==== Source extract

# Growing grass over concrete?



## thill (Aug 23, 2006)

I finally removed the dog fence the previous owners installed. They set the fence posts in concreate and had a small concrete walk way going into the dog area (see pic below). Our plan is to bring in top soil to cover the concrete and plant grass seed to eventually have a continuous lawn. 

My questions is how much top soil do I need over the concrete for grass to grow? Or is it necessary to break out the sledge hammer and remove the concrete (God I hope not).

I ordered 6 yards which may be overkill, but also knowing we will always find a use for any excess.

Any tips are appreciated!

Thanks!


----------



## Dish7 (Apr 2, 2017)

I think I would use a cement saw and cut a clean edge then bust it out. Likely not more then 4" thick. Are those pavers along the sides? If so, maybe you won't need a saw.


----------



## d_rek (Nov 6, 2013)

Any grass on top of the concrete (unless you have 6+ inches) will likely burn up in the summer time due to not being able to hold moisture. I would bust it out. 

You can rent a skid with a jack hammer on it, or one of those handheld deals, or just use a sledge.


----------



## thill (Aug 23, 2006)

Dish7 said:


> I think I would use a cement saw and cut a clean edge then bust it out. Likely not more then 4" thick. Are those pavers along the sides? If so, maybe you won't need a saw.


Good idea on the cement saw. I'll look into renting one for a day. The pavers are staying. That is the sidewalk from our deck to the polebarn. The small cement slab at the fence gate and where the posts are buried are what I'm concerned about. I was hoping 4-6" of top soil would be good, but removing the cement might be better in the long run.


----------



## Dish7 (Apr 2, 2017)

thill said:


> The pavers are staying.


I figured that. What I meant was, if the slab you want to remove stops at the pavers, then there is no need for a saw. Just remove the necessary amount of pavers, bust the slab up and put the pavers back in place. Unless, of course, the cement runs under those pavers to the walk.


----------



## thill (Aug 23, 2006)

========
==== Material for this task

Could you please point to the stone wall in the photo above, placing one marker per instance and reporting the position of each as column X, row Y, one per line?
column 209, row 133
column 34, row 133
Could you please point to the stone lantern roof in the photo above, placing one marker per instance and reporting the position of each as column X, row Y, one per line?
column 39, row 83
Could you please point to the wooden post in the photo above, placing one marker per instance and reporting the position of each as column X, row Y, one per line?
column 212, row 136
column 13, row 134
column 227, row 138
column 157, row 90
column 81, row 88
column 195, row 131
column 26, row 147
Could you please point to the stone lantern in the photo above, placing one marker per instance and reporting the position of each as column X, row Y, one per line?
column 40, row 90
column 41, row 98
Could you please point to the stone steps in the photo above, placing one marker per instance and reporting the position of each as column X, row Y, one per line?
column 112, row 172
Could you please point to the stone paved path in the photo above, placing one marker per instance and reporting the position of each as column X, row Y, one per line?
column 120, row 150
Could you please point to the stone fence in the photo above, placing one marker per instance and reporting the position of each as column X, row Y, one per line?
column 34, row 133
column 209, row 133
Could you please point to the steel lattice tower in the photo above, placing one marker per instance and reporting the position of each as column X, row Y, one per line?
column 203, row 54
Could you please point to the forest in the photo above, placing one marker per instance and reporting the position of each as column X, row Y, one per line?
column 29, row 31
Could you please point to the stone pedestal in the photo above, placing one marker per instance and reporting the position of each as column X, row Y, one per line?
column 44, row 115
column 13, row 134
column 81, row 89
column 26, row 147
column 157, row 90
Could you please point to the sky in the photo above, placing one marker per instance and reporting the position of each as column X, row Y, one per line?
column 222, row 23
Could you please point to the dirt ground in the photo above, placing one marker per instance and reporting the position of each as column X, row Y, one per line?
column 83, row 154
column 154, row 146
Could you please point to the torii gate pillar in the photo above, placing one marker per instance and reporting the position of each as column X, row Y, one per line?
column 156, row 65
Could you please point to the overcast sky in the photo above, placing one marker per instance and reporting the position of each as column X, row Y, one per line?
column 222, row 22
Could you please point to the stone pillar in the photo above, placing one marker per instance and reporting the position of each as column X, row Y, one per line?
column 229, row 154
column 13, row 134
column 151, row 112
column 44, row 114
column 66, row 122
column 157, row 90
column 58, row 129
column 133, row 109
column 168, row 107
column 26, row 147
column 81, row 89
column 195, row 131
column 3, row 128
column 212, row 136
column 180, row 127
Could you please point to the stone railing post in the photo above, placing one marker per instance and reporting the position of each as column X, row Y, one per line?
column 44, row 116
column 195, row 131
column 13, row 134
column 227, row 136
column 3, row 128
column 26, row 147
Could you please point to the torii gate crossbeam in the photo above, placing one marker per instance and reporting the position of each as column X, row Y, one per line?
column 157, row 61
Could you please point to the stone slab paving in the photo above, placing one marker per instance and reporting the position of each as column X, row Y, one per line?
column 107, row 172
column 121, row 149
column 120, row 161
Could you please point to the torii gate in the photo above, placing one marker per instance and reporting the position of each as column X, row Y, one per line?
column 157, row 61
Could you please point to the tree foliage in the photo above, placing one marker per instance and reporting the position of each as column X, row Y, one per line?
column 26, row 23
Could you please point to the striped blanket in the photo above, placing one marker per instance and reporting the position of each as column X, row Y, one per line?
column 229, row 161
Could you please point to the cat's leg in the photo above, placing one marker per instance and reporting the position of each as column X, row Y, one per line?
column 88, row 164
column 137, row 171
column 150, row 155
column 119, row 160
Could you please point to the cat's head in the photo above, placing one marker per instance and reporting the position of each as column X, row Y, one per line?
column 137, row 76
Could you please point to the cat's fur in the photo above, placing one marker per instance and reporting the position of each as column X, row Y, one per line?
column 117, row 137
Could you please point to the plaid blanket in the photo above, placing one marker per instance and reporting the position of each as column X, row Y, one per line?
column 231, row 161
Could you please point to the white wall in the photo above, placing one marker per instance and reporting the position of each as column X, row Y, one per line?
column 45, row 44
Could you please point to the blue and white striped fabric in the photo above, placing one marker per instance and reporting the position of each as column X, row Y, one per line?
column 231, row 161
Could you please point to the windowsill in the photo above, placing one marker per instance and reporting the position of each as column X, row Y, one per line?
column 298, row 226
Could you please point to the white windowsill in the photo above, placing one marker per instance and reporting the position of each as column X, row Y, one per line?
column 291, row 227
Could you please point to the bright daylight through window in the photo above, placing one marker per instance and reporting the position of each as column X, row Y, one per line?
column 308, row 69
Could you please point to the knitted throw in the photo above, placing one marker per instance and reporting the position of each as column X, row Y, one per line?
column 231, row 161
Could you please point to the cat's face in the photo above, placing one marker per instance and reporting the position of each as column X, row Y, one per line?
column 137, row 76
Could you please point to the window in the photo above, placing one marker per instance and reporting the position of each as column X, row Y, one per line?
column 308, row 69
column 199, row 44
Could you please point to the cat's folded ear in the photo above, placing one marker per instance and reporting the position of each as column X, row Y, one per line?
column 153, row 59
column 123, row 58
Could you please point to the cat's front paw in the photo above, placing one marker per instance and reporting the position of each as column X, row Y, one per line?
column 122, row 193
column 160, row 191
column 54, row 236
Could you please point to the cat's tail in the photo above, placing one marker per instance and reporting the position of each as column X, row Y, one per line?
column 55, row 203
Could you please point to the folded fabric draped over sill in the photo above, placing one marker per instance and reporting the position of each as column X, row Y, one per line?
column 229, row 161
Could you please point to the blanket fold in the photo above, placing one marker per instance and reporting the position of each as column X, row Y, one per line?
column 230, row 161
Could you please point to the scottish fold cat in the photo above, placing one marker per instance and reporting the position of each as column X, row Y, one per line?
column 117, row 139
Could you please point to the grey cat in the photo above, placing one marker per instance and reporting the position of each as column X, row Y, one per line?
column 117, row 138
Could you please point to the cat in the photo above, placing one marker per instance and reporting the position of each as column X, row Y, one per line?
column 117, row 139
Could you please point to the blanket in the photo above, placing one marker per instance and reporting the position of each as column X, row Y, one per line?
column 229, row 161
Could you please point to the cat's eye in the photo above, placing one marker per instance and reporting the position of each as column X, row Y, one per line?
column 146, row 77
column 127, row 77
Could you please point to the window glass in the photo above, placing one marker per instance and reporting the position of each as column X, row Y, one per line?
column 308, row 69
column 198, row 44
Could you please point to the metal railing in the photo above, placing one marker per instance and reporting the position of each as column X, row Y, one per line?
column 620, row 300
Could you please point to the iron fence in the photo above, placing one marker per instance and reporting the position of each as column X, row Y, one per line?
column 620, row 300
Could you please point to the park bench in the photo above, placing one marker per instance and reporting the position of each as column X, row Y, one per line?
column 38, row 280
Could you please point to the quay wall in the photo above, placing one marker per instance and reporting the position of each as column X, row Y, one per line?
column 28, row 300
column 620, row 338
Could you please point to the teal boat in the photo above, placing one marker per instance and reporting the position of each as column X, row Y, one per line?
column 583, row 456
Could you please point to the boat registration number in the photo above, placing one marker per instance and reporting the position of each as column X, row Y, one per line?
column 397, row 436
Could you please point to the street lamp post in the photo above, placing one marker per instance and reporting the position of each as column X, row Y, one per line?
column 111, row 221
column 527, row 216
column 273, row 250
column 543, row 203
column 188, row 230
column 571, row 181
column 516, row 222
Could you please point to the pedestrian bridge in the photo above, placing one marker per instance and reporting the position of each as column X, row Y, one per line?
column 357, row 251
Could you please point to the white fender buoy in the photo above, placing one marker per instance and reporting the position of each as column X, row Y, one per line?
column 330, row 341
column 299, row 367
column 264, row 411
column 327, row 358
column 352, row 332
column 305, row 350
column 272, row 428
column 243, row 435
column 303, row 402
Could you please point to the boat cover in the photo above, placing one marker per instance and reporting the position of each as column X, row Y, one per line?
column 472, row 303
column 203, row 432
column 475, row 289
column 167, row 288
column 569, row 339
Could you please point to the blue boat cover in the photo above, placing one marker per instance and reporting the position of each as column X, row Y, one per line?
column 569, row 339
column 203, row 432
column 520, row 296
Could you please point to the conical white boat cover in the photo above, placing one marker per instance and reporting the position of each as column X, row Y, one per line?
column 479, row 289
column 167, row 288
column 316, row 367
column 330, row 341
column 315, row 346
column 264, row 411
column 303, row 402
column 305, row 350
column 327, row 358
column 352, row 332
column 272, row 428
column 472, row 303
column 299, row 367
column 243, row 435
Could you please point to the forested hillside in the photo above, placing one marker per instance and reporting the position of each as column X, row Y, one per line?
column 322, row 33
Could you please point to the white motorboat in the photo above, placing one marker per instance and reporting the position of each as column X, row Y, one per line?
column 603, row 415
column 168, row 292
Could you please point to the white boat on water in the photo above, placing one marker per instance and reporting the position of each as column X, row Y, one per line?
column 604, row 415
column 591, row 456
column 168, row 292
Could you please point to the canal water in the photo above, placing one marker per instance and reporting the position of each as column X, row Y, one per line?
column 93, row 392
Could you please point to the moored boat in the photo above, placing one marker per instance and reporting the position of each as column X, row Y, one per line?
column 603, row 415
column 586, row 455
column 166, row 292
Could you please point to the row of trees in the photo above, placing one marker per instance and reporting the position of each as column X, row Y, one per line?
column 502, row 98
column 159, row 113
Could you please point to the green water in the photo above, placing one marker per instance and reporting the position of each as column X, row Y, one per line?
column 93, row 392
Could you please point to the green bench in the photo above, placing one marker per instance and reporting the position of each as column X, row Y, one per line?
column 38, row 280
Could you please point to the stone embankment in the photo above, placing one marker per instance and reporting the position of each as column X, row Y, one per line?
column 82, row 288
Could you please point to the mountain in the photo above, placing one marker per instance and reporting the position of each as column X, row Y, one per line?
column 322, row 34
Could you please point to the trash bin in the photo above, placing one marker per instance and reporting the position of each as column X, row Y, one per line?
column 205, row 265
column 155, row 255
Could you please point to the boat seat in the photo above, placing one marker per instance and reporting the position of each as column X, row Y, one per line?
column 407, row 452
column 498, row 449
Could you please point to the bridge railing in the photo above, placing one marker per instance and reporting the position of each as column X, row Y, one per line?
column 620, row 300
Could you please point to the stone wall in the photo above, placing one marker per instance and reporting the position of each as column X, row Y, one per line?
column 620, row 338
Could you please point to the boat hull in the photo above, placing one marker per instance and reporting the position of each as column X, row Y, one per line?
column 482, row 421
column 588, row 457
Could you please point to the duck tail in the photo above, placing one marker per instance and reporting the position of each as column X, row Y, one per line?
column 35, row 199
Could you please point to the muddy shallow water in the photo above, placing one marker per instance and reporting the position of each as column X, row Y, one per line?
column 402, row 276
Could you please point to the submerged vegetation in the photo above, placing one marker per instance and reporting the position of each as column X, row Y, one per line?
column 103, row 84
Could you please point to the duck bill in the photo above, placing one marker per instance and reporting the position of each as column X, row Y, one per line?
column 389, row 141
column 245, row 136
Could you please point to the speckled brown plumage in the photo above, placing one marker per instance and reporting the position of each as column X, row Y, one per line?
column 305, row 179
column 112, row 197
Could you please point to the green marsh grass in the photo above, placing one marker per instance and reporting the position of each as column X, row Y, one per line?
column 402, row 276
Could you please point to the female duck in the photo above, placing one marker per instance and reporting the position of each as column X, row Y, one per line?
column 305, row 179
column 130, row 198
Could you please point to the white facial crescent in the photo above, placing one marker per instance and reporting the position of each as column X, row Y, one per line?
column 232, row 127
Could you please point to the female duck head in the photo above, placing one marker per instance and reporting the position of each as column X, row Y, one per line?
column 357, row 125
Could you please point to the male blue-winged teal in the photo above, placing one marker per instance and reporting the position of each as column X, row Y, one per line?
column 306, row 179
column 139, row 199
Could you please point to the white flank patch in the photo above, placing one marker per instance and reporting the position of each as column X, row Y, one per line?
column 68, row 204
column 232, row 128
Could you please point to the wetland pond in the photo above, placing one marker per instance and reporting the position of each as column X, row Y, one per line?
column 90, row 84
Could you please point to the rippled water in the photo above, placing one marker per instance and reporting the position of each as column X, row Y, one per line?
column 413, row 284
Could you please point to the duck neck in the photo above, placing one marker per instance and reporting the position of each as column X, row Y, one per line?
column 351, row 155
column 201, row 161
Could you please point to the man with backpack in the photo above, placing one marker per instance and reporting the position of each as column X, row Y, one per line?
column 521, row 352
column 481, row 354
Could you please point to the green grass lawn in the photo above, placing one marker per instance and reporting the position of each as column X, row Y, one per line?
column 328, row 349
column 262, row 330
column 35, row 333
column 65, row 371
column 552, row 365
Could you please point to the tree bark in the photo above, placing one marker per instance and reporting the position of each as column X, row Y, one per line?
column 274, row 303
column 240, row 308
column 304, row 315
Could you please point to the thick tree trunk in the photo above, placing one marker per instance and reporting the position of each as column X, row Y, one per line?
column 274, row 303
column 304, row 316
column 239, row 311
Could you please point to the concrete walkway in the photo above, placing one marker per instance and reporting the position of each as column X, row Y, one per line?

========

__Stated task A__
In the entries, switch "one marker per instance" to "a single marker for each instance" in the lines from the one containing "Could you please point to the stone steps" up to and including the one containing "column 222, row 23", leaving everything else unchanged. Give back only those lines.
__Stated task B__
Resume the grass-over-concrete thread from the point where it stops.
The grass-over-concrete thread and the entries have no connection to each other.

__Reply A__
Could you please point to the stone steps in the photo above, placing a single marker for each instance and reporting the position of each as column X, row Y, one per line?
column 112, row 172
Could you please point to the stone paved path in the photo above, placing a single marker for each instance and reporting the position of each as column X, row Y, one per line?
column 120, row 150
Could you please point to the stone fence in the photo above, placing a single marker for each instance and reporting the position of each as column X, row Y, one per line?
column 34, row 133
column 209, row 133
Could you please point to the steel lattice tower in the photo above, placing a single marker for each instance and reporting the position of each as column X, row Y, one per line?
column 203, row 54
Could you please point to the forest in the photo above, placing a single marker for each instance and reporting the position of each as column X, row Y, one per line?
column 29, row 31
Could you please point to the stone pedestal in the photo above, placing a single marker for each instance and reporting the position of each as column X, row Y, one per line?
column 44, row 115
column 13, row 134
column 81, row 89
column 26, row 147
column 157, row 90
Could you please point to the sky in the photo above, placing a single marker for each instance and reporting the position of each as column X, row Y, one per line?
column 222, row 23

__Reply B__
Dish7 said:


> I figured that. What I meant was, if the slab you want to remove stops at the pavers, then there is no need for a saw. Just remove the necessary amount of pavers, bust the slab up and put the pavers back in place. Unless, of course, the cement runs under those pavers to the walk.


Gotcha. Makes sense. The concrete must go!


----------



## Radar420 (Oct 7, 2004)

You can use a car jack to remove the fence posts with the concrete. YouTube will have plenty of videos.


----------



## thill (Aug 23, 2006)

Radar420 said:


> You can use a car jack to remove the fence posts with the concrete. YouTube will have plenty of videos.


I took that picture before I cut all the posts down. The sawzall make quick work of removing them.


----------



## jjlrrw (May 1, 2006)

If you have a way to lift the edge of the cement ( tractor bucket) a sledge hammer will break it into small pieces without much effort, load onto a trailer and haul to Top Grade Compost on Fillmore just West of 104th street they will take it for free (I see you are from West Olive) or I would rent a jack hammer and bust it up, I feel a saw is a lot of work and makes a ton of dust plus after the blade fee I think a hammer is cheaper and a lot faster.


----------



## Bucman (Jun 29, 2016)

I got a 10# sledge thatll make quick work of that slab!


----------



## brushbuster (Nov 9, 2009)

Got any kids?


----------



## thill (Aug 23, 2006)

brushbuster said:


> Got any kids?


Yes...he's mowing the lawn now if that's what you're getting at...


----------



## thill (Aug 23, 2006)

Just rented a 60 lb demo hammer. I'll report back tomorrow.


----------



## brushbuster (Nov 9, 2009)

thill said:


> Yes...he's mowing the lawn now if that's what you're getting at...


Uh dad? whats this hammer for?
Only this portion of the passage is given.